Lay out the records from the line containing "Note: mark the flush" through the end of the records as a Markdown table with the columns Row and Line, numbering each line and skipping any blank lines.

>> begin Records to use

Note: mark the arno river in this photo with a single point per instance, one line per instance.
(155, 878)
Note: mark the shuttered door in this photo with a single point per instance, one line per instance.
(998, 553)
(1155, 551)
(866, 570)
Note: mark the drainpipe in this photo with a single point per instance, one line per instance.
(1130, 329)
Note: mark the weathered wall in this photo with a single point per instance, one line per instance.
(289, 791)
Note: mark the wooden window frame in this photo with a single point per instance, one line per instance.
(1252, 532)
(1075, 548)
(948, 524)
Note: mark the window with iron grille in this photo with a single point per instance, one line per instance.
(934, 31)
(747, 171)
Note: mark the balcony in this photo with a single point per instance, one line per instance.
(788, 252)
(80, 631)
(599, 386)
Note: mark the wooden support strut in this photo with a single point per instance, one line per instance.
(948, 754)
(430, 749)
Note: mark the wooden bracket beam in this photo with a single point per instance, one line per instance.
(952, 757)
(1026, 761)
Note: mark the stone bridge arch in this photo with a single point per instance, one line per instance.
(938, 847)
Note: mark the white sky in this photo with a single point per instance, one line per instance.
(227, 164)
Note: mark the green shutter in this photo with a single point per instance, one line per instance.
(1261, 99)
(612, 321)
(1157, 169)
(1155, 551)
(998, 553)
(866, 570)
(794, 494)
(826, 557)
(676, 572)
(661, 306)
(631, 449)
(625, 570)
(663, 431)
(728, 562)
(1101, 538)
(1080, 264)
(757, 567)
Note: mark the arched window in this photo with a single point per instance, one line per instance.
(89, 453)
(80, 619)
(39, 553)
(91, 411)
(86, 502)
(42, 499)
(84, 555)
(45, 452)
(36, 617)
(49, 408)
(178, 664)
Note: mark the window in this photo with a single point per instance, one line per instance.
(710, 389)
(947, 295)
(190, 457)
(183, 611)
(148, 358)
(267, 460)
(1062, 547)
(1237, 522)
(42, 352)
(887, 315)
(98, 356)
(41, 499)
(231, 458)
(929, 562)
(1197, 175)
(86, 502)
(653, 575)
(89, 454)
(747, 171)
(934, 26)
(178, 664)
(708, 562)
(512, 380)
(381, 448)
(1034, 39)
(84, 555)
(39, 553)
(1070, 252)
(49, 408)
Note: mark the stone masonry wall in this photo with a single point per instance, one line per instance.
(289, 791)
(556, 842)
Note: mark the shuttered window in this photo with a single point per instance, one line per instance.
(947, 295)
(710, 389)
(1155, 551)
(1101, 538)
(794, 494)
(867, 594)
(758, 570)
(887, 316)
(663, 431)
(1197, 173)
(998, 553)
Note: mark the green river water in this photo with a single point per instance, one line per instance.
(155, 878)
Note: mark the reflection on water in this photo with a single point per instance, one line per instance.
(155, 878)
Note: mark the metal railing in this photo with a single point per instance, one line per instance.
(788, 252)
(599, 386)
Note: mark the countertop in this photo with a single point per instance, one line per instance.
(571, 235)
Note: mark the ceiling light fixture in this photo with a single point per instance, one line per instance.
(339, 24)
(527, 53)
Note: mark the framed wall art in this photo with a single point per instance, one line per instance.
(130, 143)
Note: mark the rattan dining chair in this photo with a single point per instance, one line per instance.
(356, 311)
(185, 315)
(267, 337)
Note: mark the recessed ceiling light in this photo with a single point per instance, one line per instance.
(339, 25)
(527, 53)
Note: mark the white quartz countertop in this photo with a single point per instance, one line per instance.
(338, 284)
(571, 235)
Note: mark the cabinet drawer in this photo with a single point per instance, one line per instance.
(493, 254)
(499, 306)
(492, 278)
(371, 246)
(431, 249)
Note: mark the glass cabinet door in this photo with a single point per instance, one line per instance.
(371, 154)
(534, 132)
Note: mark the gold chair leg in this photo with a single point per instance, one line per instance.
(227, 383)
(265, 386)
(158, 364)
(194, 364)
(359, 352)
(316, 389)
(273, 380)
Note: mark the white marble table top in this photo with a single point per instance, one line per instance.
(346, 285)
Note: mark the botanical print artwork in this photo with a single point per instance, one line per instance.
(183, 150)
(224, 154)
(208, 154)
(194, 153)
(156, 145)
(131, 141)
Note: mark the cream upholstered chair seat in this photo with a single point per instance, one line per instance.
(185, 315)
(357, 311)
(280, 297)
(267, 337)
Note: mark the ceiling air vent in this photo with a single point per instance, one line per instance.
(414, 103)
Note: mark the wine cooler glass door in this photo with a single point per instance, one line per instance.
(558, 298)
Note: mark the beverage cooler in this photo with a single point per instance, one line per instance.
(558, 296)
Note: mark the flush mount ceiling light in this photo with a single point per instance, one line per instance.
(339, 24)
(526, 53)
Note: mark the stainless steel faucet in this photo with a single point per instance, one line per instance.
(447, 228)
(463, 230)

>> end Records to use

Correct output:
| Row | Line |
|---|---|
| 1 | Note: mark the flush mount ceiling light in this photo with a single point per instance, one line per instance. |
| 2 | (339, 24) |
| 3 | (526, 53) |
| 4 | Note: mark the stainless steel faucet in this photo with a single point per instance, one line per instance. |
| 5 | (447, 228) |
| 6 | (463, 230) |